- **Location labeling records**
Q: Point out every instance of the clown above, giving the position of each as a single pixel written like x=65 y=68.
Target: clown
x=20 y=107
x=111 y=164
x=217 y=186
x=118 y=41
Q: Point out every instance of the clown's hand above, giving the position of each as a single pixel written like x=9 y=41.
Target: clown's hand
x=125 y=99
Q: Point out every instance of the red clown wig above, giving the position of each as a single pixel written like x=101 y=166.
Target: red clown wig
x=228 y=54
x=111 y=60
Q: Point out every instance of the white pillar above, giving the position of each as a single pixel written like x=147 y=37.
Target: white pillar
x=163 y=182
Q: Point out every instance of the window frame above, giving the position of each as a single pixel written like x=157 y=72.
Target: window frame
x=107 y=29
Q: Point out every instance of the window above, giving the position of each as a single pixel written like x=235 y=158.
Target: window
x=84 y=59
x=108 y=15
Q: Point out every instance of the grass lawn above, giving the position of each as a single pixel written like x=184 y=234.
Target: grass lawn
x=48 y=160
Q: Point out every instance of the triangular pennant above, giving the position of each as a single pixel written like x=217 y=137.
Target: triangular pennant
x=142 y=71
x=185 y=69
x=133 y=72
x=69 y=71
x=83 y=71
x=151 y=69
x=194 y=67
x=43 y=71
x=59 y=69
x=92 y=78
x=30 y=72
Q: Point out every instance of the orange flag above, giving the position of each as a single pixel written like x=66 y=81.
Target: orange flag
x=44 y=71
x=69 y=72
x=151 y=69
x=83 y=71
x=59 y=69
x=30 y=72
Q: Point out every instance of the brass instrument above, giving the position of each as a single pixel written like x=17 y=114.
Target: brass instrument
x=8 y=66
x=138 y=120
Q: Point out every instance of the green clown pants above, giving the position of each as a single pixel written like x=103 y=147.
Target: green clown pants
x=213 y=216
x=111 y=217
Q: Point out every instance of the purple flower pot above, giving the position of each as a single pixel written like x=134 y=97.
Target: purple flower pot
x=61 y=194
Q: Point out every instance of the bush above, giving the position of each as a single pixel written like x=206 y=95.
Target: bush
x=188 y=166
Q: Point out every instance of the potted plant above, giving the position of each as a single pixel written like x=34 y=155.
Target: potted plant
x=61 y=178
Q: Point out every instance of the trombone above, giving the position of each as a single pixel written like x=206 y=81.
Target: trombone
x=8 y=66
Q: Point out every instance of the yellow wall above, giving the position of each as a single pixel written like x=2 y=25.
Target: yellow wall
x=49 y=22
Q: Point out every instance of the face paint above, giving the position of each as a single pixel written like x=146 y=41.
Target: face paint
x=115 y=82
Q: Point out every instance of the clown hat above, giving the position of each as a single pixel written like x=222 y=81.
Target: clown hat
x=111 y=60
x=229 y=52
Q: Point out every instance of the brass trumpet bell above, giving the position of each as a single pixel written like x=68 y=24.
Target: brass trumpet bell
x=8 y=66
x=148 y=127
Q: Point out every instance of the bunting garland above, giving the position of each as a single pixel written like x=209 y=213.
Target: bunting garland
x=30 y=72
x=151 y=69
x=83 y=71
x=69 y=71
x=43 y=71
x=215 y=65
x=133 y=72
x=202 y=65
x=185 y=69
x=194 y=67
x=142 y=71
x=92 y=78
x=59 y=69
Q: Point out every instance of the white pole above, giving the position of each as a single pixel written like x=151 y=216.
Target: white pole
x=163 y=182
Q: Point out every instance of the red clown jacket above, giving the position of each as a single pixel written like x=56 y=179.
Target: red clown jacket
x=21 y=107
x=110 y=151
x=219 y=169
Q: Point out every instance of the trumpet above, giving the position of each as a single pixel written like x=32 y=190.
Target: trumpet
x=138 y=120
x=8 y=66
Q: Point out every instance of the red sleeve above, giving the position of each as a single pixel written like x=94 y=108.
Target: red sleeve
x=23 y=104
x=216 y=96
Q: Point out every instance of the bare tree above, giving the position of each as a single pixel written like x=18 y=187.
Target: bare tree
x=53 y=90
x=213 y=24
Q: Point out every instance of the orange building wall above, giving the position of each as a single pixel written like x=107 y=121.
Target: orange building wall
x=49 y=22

- **Exercise prompt**
Using the data above, reproduce every line exactly.

- **Correct response**
Q: Point out every instance of the clown above, giving the position of each as a single pixel written like x=65 y=68.
Target: clown
x=20 y=107
x=111 y=164
x=217 y=186
x=118 y=41
Q: Point out every instance of the clown's hand above, giving the position of each as a single pixel written like x=9 y=41.
Target: clown's hand
x=125 y=99
Q: Point out every instance of the red clown wig above, giving the position of each as a single pixel written like x=101 y=166.
Target: red clown wig
x=228 y=54
x=111 y=60
Q: Point out every instance of the white pillar above, giving the position of each as a single pixel written like x=147 y=37.
Target: white pillar
x=163 y=182
Q: Point out every instance of the window frame above, giving the position of each as a single pixel written like x=157 y=72.
Target: window frame
x=107 y=29
Q: Point out every instance of the window above, giving the position of each as a single pixel written like x=235 y=158.
Target: window
x=84 y=59
x=108 y=15
Q: Point out every instance of the grass lawn above, giving the position of each as a single pixel written like x=184 y=234.
Target: grass lawn
x=48 y=160
Q: Point out every instance of the triangular pennant above, giving the position of each as a single pixel written like x=217 y=137.
Target: triangular pennant
x=142 y=71
x=185 y=69
x=133 y=72
x=69 y=71
x=83 y=71
x=151 y=69
x=194 y=67
x=43 y=71
x=59 y=69
x=92 y=78
x=30 y=72
Q: Point out every instance of the orange flag above, giving the position of each as a single pixel written like x=66 y=81.
Target: orange flag
x=44 y=71
x=69 y=72
x=151 y=69
x=83 y=71
x=59 y=69
x=30 y=72
Q: Point out every instance of the brass instrument above, giving the position of each as a single pixel written like x=17 y=114.
Target: brass instrument
x=8 y=66
x=138 y=120
Q: Point out every instance of the green clown pants above, giving the position of each as a single pixel written like x=103 y=147.
Target: green clown pants
x=213 y=216
x=111 y=217
Q: Point out every instance of the purple flower pot above, giving the position of each as a single pixel written like x=134 y=97.
Target: purple flower pot
x=61 y=194
Q: Point out every instance of the bush above, giving the position of each as a single pixel written like x=206 y=95.
Target: bush
x=188 y=166
Q: Point out every instance of the potted plant above, giving the position of each as a single pixel written like x=34 y=155.
Target: potted plant
x=61 y=178
Q: Point out every instance of the trombone above, giving the position of each as a single pixel written like x=206 y=81.
Target: trombone
x=8 y=66
Q: Point out every instance of the yellow wall above, giving the position of each as a single pixel written like x=2 y=25.
Target: yellow wall
x=49 y=22
Q: Point out every instance of the face paint above, giving the position of each as a single pixel written like x=146 y=41.
Target: face paint
x=115 y=82
Q: Point out every instance of the clown hat above, giving the position of each as a single pixel written like x=222 y=81.
Target: clown hat
x=111 y=60
x=229 y=52
Q: Point out every instance of the brass trumpet bell above, giving the position of each as a single pixel written like x=68 y=24.
Target: brass trumpet bell
x=8 y=66
x=148 y=127
Q: Point out every instance of the bunting garland above, giving the position of each as a single pixel written like x=209 y=213.
Target: bunting garland
x=30 y=72
x=151 y=69
x=83 y=71
x=69 y=71
x=43 y=71
x=215 y=65
x=133 y=72
x=202 y=65
x=185 y=69
x=194 y=67
x=142 y=71
x=92 y=78
x=59 y=69
Q: Point out every instance of the white pole above, giving the position of each as a single pixel written like x=151 y=216.
Target: white pole
x=163 y=182
Q: Point out every instance of the red clown jacket above, giving the position of each as a single pixel written like x=56 y=179.
Target: red clown jacket
x=21 y=107
x=110 y=151
x=219 y=169
Q: Point out every instance of the trumpet above, giving the position of each as a single pixel written like x=32 y=190.
Target: trumpet
x=138 y=120
x=8 y=66
Q: Point out every instance of the red sleeve above, giving the position of each as a single pixel written like x=94 y=108.
Target: red sleeve
x=23 y=104
x=216 y=96
Q: Point out every instance of the bare tree above, giving the position of each as a single pixel written like x=18 y=187.
Target: bare tree
x=53 y=90
x=213 y=24
Q: Point out every instance of the orange building wall above, giving the position of each as a single pixel written like x=107 y=121.
Target: orange building wall
x=49 y=22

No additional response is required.